= Exercise passage =
Seqanswers Leaderboard Ad

**GenoMax** · 12-10-2015, 01:26 PM

That is strange. Is the identity to the protein/gene you are expecting? What kind of an experiment has the sequence come from (DNA/RNA seq)?

**PatrikD** · 12-10-2015, 03:13 PM

Are you sure you're looking at the correct reading frame for the protein sequence? If you start reading codons one base over, you'll just get random amino acids with a bunch of stop codons.

I would guess you either have a homopolymer sequencing error (reading one base too few or too many in a series of identical bases), a mis-called start of the ORF, or a pseudogene with an indel.

**gsgs** · 12-10-2015, 09:56 PM

can you post or upload an excerpt of the sequence ?

even if you "construct" a sequence with low protein similarity,
with 5% nonmatching nucleotides you can only get 15%
nonmatching amino acids

**vpi** · 12-10-2015, 11:34 PM

Thank you all for the replies!

Its a DNA sequence obtained from Miseq and using IDBA assembler. Just for the information, DNA sequence was translated using ExPASy, and I took the sequence from 5'3'Frame 1.

I tried to remove '*' and blastp, then I get few hits with very low identity to a bacterial genome, whereas, the nucleotide sequence shows high identity to a virus. Can I use such a sequence for homology modeling where stop codons are manually removed?

= Requirement 1 =
In the sequence-translation thread, why does PatrikD ask whether the correct reading frame is being used? Answer in one to three sentences.
= Requirement 2 =
According to the sequence-translation thread, which assembler produced the DNA sequence?
= Requirement 3 =
Carry on the sequence-translation thread after its final post.
The rows come from a different source than the sequence-translation thread.

= Data records =

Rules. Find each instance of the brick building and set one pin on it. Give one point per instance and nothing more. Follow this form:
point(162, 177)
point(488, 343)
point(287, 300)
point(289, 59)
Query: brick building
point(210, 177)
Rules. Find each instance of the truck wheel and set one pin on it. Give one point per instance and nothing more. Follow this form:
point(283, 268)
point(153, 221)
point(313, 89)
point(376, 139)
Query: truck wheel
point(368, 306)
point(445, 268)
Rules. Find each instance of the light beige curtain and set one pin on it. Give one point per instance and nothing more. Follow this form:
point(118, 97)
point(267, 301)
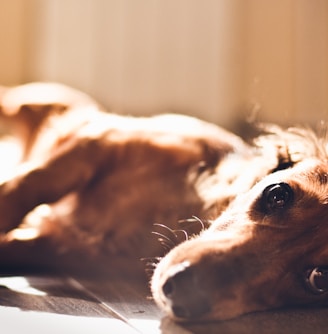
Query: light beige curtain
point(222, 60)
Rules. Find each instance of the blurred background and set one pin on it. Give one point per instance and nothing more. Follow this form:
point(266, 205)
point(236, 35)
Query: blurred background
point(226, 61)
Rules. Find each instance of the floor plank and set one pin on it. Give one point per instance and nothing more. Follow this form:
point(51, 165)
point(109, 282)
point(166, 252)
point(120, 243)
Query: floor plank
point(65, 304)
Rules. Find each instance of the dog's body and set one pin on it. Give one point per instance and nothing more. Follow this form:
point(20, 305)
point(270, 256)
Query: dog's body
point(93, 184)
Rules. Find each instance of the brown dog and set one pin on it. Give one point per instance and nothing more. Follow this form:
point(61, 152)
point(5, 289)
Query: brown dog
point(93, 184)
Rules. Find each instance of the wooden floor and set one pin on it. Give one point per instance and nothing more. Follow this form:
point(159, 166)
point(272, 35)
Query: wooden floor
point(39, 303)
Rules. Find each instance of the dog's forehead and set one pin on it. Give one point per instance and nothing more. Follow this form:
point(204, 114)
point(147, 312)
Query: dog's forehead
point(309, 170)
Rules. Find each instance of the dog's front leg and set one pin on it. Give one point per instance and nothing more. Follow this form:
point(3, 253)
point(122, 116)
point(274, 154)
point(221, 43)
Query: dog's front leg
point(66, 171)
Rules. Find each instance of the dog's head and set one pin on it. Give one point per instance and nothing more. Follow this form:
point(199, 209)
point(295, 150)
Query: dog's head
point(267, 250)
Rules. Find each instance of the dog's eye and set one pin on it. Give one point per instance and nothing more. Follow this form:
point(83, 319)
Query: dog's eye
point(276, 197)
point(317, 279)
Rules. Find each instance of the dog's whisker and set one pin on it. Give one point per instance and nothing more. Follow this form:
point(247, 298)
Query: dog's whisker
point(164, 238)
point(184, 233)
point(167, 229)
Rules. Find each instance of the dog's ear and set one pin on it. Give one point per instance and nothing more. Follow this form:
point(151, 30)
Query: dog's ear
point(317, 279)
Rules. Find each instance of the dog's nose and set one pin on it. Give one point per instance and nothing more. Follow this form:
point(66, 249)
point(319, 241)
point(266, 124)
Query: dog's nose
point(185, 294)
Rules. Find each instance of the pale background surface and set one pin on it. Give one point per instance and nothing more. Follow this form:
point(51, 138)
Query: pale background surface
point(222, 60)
--
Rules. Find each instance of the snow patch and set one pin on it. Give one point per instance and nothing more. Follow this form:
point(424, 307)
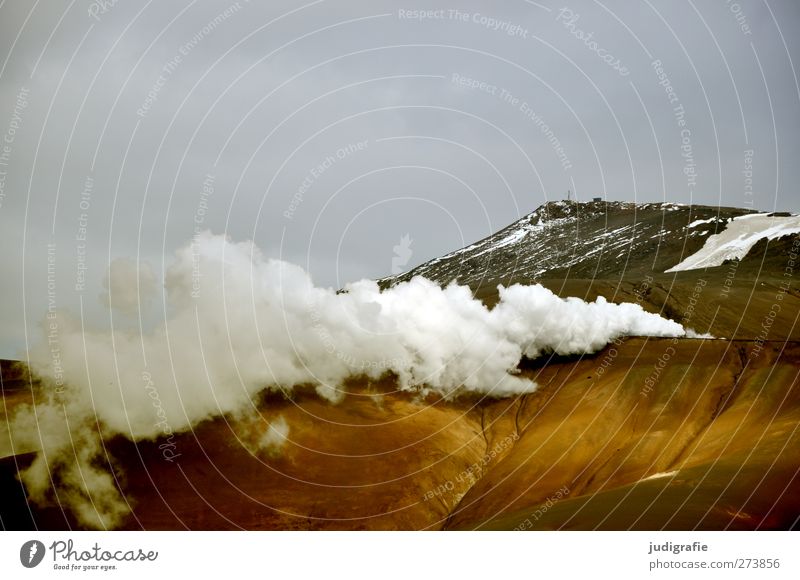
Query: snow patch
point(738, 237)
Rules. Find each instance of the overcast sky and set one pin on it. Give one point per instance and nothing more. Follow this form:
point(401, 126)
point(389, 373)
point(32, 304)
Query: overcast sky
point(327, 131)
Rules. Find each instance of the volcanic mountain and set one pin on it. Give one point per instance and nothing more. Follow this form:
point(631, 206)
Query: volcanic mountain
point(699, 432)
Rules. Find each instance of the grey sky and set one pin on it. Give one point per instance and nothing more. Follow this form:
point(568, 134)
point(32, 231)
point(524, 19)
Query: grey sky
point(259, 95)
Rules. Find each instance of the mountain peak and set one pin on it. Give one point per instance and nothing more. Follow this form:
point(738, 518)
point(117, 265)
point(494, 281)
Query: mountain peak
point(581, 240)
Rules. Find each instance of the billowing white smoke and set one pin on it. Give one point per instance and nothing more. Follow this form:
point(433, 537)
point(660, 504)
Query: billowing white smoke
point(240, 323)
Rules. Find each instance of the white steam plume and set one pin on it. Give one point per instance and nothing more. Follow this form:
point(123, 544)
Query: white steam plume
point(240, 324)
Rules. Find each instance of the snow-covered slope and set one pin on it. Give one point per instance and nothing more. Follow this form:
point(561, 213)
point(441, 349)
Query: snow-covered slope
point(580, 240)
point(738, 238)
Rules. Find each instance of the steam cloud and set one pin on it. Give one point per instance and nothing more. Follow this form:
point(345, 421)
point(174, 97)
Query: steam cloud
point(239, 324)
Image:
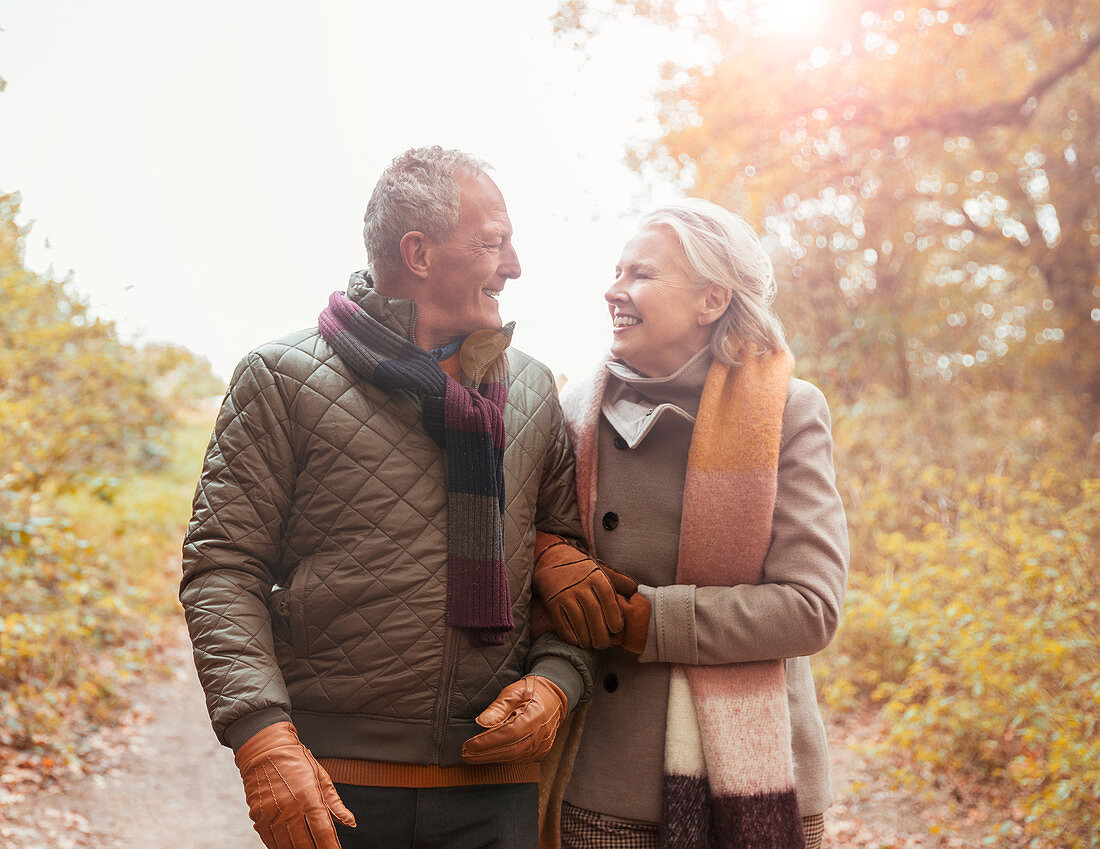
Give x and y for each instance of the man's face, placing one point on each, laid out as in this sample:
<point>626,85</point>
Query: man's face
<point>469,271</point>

= Exercise answer 1 =
Reading codons starting one base over would produce random amino acids with many stop codons.

= Exercise answer 2 =
IDBA.

= Exercise answer 3 =
**gsgs** · 12-10-2015, 11:37 PM

can you also post the nucleotides-axcerpt

**gsgs** · 12-11-2015, 12:34 AM

I took the opportunity to update my virus database from genbank...
I'm not sure yet what virus it could be
probably none of the 3 big HIV,Influenza,Hepatitis

maybe the amino-acid sequence of that virus is not available ?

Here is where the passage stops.